[Problem requirements] Look below for the line with "Question. Provide the position of each instance of the chair", and from there restate every line word for word until the entries end.

[Object pointing dataset rows]
------------

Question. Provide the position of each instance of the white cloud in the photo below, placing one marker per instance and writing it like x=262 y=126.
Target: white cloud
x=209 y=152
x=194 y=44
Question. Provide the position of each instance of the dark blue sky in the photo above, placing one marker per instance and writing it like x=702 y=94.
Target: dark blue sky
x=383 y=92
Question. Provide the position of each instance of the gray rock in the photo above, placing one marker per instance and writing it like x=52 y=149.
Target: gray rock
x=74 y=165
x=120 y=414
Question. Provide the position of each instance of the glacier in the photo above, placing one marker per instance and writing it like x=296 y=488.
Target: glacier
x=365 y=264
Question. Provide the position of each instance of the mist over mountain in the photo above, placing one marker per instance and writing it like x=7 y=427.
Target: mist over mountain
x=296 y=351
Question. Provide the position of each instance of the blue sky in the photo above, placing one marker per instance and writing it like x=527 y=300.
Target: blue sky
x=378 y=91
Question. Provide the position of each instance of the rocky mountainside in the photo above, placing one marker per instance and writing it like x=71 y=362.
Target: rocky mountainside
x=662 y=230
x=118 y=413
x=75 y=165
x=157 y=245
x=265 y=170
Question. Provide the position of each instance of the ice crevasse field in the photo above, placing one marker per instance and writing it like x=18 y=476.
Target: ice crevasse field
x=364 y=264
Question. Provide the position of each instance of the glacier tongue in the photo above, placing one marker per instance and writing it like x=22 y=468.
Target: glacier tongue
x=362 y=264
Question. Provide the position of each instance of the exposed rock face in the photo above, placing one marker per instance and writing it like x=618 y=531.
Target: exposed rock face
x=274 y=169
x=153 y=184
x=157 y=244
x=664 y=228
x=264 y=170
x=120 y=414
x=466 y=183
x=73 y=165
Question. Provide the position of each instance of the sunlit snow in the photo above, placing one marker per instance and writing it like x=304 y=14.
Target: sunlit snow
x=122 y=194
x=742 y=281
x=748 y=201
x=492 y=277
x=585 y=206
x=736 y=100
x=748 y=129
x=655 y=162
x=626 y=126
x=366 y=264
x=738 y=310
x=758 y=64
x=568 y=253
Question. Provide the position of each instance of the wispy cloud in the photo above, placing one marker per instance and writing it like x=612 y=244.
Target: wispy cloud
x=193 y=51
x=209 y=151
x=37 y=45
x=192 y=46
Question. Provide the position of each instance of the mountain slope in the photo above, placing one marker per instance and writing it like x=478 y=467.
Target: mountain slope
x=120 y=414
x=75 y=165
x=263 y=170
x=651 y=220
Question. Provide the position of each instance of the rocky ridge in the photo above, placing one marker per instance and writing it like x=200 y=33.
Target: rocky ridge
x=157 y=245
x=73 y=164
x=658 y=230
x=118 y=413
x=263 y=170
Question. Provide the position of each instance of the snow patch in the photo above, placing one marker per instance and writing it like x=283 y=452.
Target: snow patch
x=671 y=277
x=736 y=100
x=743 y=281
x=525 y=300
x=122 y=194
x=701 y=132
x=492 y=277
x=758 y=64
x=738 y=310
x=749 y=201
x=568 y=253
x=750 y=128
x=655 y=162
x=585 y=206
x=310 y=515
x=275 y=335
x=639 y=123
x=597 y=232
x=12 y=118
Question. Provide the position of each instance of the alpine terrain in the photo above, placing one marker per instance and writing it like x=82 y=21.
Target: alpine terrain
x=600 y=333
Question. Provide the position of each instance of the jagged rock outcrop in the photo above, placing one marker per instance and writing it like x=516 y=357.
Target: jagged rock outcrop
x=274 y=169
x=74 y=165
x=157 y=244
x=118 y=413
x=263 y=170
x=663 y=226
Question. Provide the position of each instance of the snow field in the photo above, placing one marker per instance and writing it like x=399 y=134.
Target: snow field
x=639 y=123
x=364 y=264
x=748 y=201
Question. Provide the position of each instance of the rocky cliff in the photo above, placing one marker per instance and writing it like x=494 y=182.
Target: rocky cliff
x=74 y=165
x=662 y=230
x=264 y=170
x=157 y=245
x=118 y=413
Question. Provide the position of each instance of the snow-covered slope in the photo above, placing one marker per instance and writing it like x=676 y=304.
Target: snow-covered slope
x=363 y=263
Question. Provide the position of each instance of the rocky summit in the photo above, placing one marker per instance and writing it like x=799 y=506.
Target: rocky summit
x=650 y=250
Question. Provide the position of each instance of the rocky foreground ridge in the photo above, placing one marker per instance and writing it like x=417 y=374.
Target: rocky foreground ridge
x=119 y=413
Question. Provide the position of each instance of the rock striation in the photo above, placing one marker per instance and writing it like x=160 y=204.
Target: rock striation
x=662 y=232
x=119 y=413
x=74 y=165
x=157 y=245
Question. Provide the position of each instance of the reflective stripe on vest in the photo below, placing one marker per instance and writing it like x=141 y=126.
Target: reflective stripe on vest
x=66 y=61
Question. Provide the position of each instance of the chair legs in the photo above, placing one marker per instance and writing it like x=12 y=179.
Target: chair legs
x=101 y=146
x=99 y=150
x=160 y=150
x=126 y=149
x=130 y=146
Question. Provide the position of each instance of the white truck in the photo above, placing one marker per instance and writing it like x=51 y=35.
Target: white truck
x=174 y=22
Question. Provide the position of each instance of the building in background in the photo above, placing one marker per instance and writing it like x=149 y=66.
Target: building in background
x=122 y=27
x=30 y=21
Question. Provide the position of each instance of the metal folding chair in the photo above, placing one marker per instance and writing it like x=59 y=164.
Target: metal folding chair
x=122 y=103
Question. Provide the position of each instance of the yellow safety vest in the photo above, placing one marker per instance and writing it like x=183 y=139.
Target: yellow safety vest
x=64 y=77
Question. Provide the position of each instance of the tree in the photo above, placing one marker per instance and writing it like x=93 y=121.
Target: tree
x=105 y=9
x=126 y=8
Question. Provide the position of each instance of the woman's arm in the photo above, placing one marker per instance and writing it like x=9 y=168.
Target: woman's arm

------------

[Exercise output]
Question. Provide the position of each instance of the chair legs in the photo above, placing one marker per instance and writing it like x=12 y=179.
Target: chair legs
x=101 y=146
x=99 y=150
x=160 y=150
x=126 y=149
x=130 y=146
Question. Provide the position of each instance of the white truck in the photo above, placing one marker per instance and writing it like x=51 y=35.
Target: white truck
x=174 y=22
Question. Provide the position of each instance of the building in background in the photo above, placing one marker per instance and writing it like x=149 y=66.
Target: building in background
x=122 y=27
x=30 y=21
Question. Provide the position of each instance of the metal folding chair in the photo above, placing one marker per instance and writing it like x=59 y=164.
Target: metal folding chair
x=122 y=103
Question. Provide the position of each instance of the yellow safety vest in the photo above, placing one marker per instance and writing it like x=183 y=139.
Target: yellow safety vest
x=64 y=77
Question. Provide the position of each instance of the tree in the photo above, placing one marker per instance and writing it like x=93 y=121.
Target: tree
x=105 y=9
x=126 y=8
Question. Provide the position of each instance of the woman's arm in the photo above, placing one marker per instance and writing it like x=9 y=168.
Target: woman's arm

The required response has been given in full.